#### [Trecho fornecido]
━━━

Mané Brabo caçava onças-pintadas no Pantanal com uma zagaia, uma espécie de lança, e com cachorros. O futuro reservou para o bisneto do caçador a proteção do atualmente ameaçado felino, uma das espécies-símbolo do Brasil.

Brabo era o apelido de Manoel Quintiliano. O nome pelo qual era conhecido, obviamente, tinha a a ver com o seu trabalho.

Aproximar-se o suficiente das onças-pintadas (Panthera onca) para usar uma zagaia (ou azagaia) não é algo simples, como é de se imaginar. Daí a presença dos cães, que rastreavam os felinos e guiavam os caçadores para encurralar o bicho. A zagaia tinha ainda duas pontas laterais, quase como um tridente, o que poderia ser útil perante as patadas felinas.

As onças eram só um dos animais caçados por Mané Brabo.

━━━

#### [Linhas de dados]
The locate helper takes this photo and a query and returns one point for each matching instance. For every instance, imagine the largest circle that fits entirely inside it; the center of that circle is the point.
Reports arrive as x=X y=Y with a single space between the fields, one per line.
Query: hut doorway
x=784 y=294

━━━

#### [Objetivos]
A) Segundo o trecho sobre Mané Brabo, por que os caçadores levavam cães? Explique em uma a três frases.
B) Escreva a continuação do trecho sobre Mané Brabo a partir da última frase.

#### [Respostas]
A) Porque chegar perto o bastante de uma onça-pintada para usar a zagaia não era simples. Os cães rastreavam os felinos e guiavam os caçadores até encurralar o animal.

B)
Dois homens posam para foto com animais mortos sobre o carro; um deles segura um pequeno bicho sobre o capô do carro
Manoel Quintiliano, conhecido como Mané Brabo (o homem que segura o pequeno animal morto sobre o capô do carro), era caçador no Pantanal - Arquivo Pessoal

Apesar do seu nome, a atuação dele não tinha a ver com caçadas em busca de aventura, troféus e contagens de animais abatidos. O Brabo caçava para sustentar a família, o que fazia a partir da venda das cobiçadas penas e peles dos animais silvestres brasileiros, afirma Diego Viana, coordenador do Programa Felinos Pantaneiros, do IHP (Instituto Homem Pantaneiro), sobre o seu bisavô paterno.

Manoel nasceu em 1894. Sua atuação como caçador, portanto, ocorreu na primeira metade do século passado.

A caça só foi proibida no Brasil no início de 1967, a partir da lei 5.197. Segundo a legislação, além da proibição da captura, perseguição, destruição e apanha dos animais, também ficou proibido o comércio de produtos e objetos que implicassem na caça dos mesmos.

"Uma das áreas que ele ia para caçar onça era a serra do Amolar. E hoje eu vou nessa região para cuidar delas", diz Viana. "Isso sempre esteve atrelado à minha família. Quando eu me coloco nesse conflito, já estive dos dois lados."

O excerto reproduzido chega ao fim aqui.